● **EXERCISE DIRECTIONS**
Please copy all of the following data word for word, leaving every line unchanged.

● **GIVEN RECORDS**

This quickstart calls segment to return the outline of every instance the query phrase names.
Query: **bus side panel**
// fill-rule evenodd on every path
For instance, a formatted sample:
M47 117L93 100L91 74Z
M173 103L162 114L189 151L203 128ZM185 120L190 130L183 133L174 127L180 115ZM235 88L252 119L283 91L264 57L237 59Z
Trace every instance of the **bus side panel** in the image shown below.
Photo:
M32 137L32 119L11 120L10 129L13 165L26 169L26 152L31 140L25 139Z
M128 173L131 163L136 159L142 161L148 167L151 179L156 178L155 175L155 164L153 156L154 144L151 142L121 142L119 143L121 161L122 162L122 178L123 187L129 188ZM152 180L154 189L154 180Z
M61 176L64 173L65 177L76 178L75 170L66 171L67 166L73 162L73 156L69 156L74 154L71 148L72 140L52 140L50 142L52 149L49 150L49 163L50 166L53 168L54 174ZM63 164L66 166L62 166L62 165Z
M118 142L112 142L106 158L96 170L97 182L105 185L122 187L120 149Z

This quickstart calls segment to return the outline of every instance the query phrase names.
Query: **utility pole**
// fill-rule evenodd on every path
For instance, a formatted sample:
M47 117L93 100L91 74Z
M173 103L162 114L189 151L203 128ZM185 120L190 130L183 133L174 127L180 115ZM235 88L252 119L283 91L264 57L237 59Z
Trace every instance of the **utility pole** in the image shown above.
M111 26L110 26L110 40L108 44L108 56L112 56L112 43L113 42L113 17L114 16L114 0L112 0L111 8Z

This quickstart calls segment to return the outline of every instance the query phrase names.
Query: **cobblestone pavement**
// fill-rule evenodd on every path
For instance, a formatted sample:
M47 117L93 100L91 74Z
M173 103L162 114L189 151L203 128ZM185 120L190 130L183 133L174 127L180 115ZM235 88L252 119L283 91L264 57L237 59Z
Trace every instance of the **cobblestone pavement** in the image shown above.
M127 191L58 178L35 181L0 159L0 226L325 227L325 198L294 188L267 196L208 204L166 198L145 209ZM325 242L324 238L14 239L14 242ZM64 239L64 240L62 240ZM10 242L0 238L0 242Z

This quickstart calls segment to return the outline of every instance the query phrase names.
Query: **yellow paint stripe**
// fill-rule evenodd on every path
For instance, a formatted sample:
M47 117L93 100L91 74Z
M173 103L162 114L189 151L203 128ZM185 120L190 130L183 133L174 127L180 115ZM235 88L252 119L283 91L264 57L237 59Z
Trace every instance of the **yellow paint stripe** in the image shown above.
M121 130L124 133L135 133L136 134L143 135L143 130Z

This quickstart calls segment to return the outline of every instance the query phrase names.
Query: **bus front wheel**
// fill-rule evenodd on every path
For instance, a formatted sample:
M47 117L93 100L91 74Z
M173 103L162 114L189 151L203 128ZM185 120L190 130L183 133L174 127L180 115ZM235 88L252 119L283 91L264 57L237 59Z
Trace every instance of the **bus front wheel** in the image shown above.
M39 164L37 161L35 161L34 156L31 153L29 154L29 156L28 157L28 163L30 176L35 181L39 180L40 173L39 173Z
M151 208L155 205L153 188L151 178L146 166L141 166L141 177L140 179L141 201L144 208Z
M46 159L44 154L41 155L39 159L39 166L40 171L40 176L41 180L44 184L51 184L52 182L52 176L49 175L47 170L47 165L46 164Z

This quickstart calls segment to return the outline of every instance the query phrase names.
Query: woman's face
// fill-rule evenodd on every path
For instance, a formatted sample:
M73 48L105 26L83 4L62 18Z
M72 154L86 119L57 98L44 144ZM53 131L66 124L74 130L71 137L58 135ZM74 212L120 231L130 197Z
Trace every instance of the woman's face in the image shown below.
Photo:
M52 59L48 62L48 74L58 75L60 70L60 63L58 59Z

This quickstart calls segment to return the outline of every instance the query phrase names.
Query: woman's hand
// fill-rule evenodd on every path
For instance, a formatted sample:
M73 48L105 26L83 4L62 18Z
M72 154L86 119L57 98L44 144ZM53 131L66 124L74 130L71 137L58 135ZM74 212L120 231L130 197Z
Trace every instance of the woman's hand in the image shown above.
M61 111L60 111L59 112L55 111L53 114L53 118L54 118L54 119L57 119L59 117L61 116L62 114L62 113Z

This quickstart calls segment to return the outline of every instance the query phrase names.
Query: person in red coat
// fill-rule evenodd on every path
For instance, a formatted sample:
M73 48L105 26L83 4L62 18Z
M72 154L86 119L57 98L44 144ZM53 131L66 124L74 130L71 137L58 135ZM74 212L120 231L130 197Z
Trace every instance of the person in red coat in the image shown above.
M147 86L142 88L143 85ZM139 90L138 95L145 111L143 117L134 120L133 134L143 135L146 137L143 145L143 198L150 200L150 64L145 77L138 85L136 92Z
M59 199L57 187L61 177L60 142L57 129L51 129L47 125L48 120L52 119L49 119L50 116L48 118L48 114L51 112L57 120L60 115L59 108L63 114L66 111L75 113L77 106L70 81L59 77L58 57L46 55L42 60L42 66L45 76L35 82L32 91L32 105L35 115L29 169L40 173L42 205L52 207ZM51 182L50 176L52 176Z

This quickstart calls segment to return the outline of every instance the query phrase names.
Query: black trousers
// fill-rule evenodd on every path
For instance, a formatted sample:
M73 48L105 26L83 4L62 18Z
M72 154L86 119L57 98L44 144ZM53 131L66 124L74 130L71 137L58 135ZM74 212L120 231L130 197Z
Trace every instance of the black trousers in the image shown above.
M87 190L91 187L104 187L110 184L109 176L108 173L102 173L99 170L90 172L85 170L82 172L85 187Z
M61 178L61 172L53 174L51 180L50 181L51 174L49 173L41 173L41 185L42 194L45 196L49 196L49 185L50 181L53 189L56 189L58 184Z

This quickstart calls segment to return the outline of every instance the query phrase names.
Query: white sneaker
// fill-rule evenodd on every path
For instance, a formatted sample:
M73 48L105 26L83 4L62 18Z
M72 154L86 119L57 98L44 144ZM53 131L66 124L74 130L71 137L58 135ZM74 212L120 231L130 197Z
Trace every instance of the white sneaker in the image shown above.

● **THE SOLUTION**
This quickstart calls segment to return the outline of every instance the query phrase names.
Query: **bus side panel**
// fill-rule evenodd on every path
For instance, a formatted sample:
M47 117L93 100L91 74Z
M173 103L162 114L189 151L203 128ZM185 120L190 130L183 133L174 127L180 115ZM235 88L252 119L283 91L264 57L237 59Z
Trace every instance of the **bus side panel** in the image shown below.
Photo:
M32 137L32 119L11 120L10 129L13 165L26 169L26 152L31 140L25 139Z
M128 173L131 163L136 159L142 161L148 167L151 179L156 178L155 175L155 164L153 156L154 144L151 142L121 142L119 143L121 161L122 162L122 178L123 187L129 188ZM152 180L154 189L154 180Z
M61 176L64 173L65 177L76 178L75 170L66 171L67 166L73 162L73 156L69 156L74 154L71 148L72 140L52 140L50 142L52 149L49 150L49 163L50 166L53 168L54 174ZM63 164L66 166L62 166L62 165Z
M118 142L112 142L106 158L96 170L97 182L105 185L122 187L120 149Z

This quickstart calls segment to return the outline of every instance the query phrase names.
Query: **utility pole**
// fill-rule evenodd on every path
For instance, a formatted sample:
M47 117L93 100L91 74Z
M173 103L162 114L189 151L203 128ZM185 120L190 130L183 133L174 127L180 115ZM235 88L252 119L283 91L264 57L237 59Z
Trace every instance of the **utility pole** in the image shown above.
M111 26L110 26L110 40L108 44L108 56L112 56L112 43L113 42L113 17L114 16L114 0L112 0L111 8Z

This quickstart calls segment to return the outline of every instance the query phrase names.
Query: **cobblestone pavement**
// fill-rule evenodd on every path
For instance, a formatted sample:
M47 117L93 100L91 74Z
M173 103L162 114L189 151L203 128ZM185 120L190 130L183 133L174 127L180 115ZM235 88L252 119L283 91L264 57L237 59Z
Trace every instance of the **cobblestone pavement** in the image shown above.
M127 191L58 178L35 181L0 159L0 226L325 227L325 198L294 188L267 196L208 204L166 198L145 209ZM325 242L324 238L14 239L14 242ZM64 239L64 240L62 240ZM10 242L0 238L0 242Z

This quickstart calls segment to return the outline of every instance the query phrase names.
Query: **yellow paint stripe**
// fill-rule evenodd on every path
For instance, a formatted sample:
M47 117L93 100L91 74Z
M173 103L162 114L189 151L203 128ZM185 120L190 130L183 133L174 127L180 115ZM235 88L252 119L283 91L264 57L237 59Z
Trace every instance of the **yellow paint stripe** in the image shown above.
M121 130L124 133L135 133L136 134L143 135L143 130Z

This quickstart calls segment to return the outline of every instance the query phrase names.
Query: **bus front wheel**
// fill-rule evenodd on every path
For instance, a formatted sample:
M47 117L93 100L91 74Z
M173 103L162 114L189 151L203 128ZM185 120L190 130L183 133L174 127L180 115ZM235 88L252 119L283 91L264 57L237 59Z
Trace every instance of the **bus front wheel** in the image shown above.
M39 164L37 161L35 161L34 156L31 153L29 154L29 156L28 157L28 163L30 176L35 181L39 180L40 173L39 173Z
M151 208L155 205L153 188L151 178L146 166L141 166L141 177L140 179L141 201L144 208Z
M46 159L44 154L41 155L39 159L39 166L40 171L40 176L41 180L44 184L51 184L52 182L52 176L49 175L47 170L47 165L46 164Z

This quickstart calls segment to return the outline of every instance the query phrase names.
Query: woman's face
// fill-rule evenodd on every path
For instance, a formatted sample:
M73 48L105 26L83 4L62 18Z
M72 154L86 119L57 98L44 144ZM53 131L66 124L74 130L71 137L58 135ZM74 212L120 231L130 197Z
Trace every instance of the woman's face in the image shown below.
Photo:
M52 59L48 62L48 74L58 75L60 70L60 63L58 59Z

This quickstart calls segment to return the outline of every instance the query phrase names.
Query: woman's hand
// fill-rule evenodd on every path
For instance, a formatted sample:
M73 48L105 26L83 4L62 18Z
M72 154L86 119L57 98L44 144ZM53 131L66 124L74 130L71 137L58 135ZM74 212L120 231L130 197Z
Trace every instance of the woman's hand in the image shown above.
M61 111L60 111L59 112L55 111L53 114L53 118L54 118L54 119L57 119L59 117L61 116L62 114L62 113Z

This quickstart calls segment to return the outline of every instance the query phrase names.
Query: person in red coat
// fill-rule evenodd on every path
For instance, a formatted sample:
M73 48L105 26L83 4L62 18Z
M72 154L86 119L57 98L44 144ZM53 131L66 124L74 130L71 137L58 135ZM74 212L120 231L130 197Z
Trace every instance of the person in red coat in the image shown above.
M147 86L142 88L143 85ZM139 90L138 95L145 111L143 117L134 120L133 134L143 135L146 137L143 145L143 198L150 200L150 64L145 77L138 85L136 92Z
M59 199L57 187L61 177L60 142L57 129L51 129L47 125L48 120L52 119L49 119L50 116L48 118L48 114L51 112L57 120L60 115L59 108L63 114L66 111L75 113L77 106L70 81L59 77L58 57L46 55L42 60L42 66L45 76L35 82L32 91L32 105L35 115L29 169L40 173L42 205L52 207ZM51 182L50 176L52 176Z

This quickstart calls segment to return the outline of every instance the query phrase names.
Query: black trousers
// fill-rule evenodd on every path
For instance, a formatted sample:
M73 48L105 26L83 4L62 18Z
M72 154L86 119L57 98L44 144ZM53 131L66 124L74 130L71 137L58 135ZM74 212L120 231L130 197Z
Trace every instance of the black trousers in the image shown above.
M87 190L91 187L104 187L110 184L109 176L108 173L102 173L99 170L90 172L85 170L82 172L85 187Z
M61 178L61 172L53 174L51 180L50 181L51 174L49 173L41 173L41 185L42 194L45 196L49 196L49 185L50 181L53 189L56 189L58 184Z

This quickstart calls segment to return the outline of every instance the query phrase names.
Query: white sneaker
// fill-rule evenodd on every path
For instance, a formatted sample:
M73 48L105 26L83 4L62 18Z
M72 154L86 119L57 98L44 144ZM53 131L66 124L74 130L71 137L58 135ZM74 212L120 231L130 197Z
Trace every instance of the white sneaker in the image shown above.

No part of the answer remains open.